» TAREA:
Reescribe el listado completo cambiando "newline-separated" por "separated by line breaks" en todas sus apariciones y deja el resto intacto.

» LISTADO DE ENTRADA:
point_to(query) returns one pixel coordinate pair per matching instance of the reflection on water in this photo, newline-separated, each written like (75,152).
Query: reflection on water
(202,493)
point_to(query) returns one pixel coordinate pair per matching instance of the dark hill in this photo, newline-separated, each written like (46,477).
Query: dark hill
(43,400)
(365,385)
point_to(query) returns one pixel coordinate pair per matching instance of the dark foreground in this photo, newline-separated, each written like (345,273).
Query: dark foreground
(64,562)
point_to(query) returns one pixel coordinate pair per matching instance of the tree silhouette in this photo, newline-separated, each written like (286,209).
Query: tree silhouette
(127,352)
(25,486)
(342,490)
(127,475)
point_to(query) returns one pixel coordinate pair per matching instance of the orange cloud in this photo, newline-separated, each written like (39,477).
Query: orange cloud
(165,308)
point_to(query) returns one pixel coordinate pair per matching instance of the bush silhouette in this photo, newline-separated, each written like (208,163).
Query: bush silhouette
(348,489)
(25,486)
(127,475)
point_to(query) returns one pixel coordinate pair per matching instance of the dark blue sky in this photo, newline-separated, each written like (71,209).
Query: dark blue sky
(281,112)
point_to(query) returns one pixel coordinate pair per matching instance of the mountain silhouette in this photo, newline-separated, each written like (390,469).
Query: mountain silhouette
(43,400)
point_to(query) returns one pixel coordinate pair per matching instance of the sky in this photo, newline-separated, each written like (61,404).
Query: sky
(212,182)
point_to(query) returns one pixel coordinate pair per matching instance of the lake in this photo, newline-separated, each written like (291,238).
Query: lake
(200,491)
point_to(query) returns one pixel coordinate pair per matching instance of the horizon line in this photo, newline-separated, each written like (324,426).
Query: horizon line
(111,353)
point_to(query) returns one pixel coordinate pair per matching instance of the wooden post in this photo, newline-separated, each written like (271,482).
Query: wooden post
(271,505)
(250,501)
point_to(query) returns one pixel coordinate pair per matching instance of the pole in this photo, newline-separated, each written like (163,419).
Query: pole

» TAREA RESUELTA:
point_to(query) returns one pixel coordinate pair per matching instance of the reflection on water in this photo, separated by line breaks, each written like (75,152).
Query: reflection on water
(202,493)
point_to(query) returns one pixel coordinate pair per matching instance of the dark hill in this photo, separated by line breaks, each written like (46,477).
Query: dark hill
(43,400)
(365,385)
point_to(query) returns one pixel coordinate pair per matching instance of the dark foreground in this photo, separated by line breaks, each written like (345,273).
Query: dark foreground
(64,562)
point_to(query) returns one pixel coordinate pair per matching instance of the tree silhouette in this photo, separated by line breaks, each written like (286,209).
Query: tree silhouette
(127,352)
(25,486)
(342,490)
(127,475)
point_to(query) returns one pixel coordinate pair per matching instance of the orange cloud in this photo, separated by line breaks, each written like (39,477).
Query: orange cloud
(165,308)
point_to(query) returns one pixel coordinate pair per matching instance of the bush silhouette in this photo, separated by line breaks, each written like (208,163).
Query: bush silhouette
(348,489)
(25,486)
(127,475)
point_to(query) returns one pixel coordinate pair per matching instance of the dark blue sky in this photo, separated by line breaks, each written like (71,209).
Query: dark blue sky
(281,112)
point_to(query) returns one pixel coordinate pair per matching instance of the mountain silhouette in this photo, separated by line breaks, each written like (390,469).
Query: mountain silhouette
(43,400)
point_to(query) returns one pixel coordinate pair per matching instance of the sky in this photo, separated by line breaks, each written like (61,404).
Query: sky
(212,182)
point_to(query) returns one pixel coordinate pair per matching instance of the lake in this photo, separated by line breaks, each written like (291,238).
Query: lake
(200,491)
point_to(query) returns one pixel coordinate pair per matching instance of the horizon line in this photo, separated by line breaks, each written like (324,426).
Query: horizon line
(111,353)
point_to(query) returns one pixel coordinate pair per matching instance of the wooden post in this photo, separated by line breaks, each written like (271,482).
Query: wooden post
(271,505)
(250,501)
point_to(query) returns one pixel coordinate pair per matching instance of the pole in this photo, separated by line breaks, each written like (163,419).
Query: pole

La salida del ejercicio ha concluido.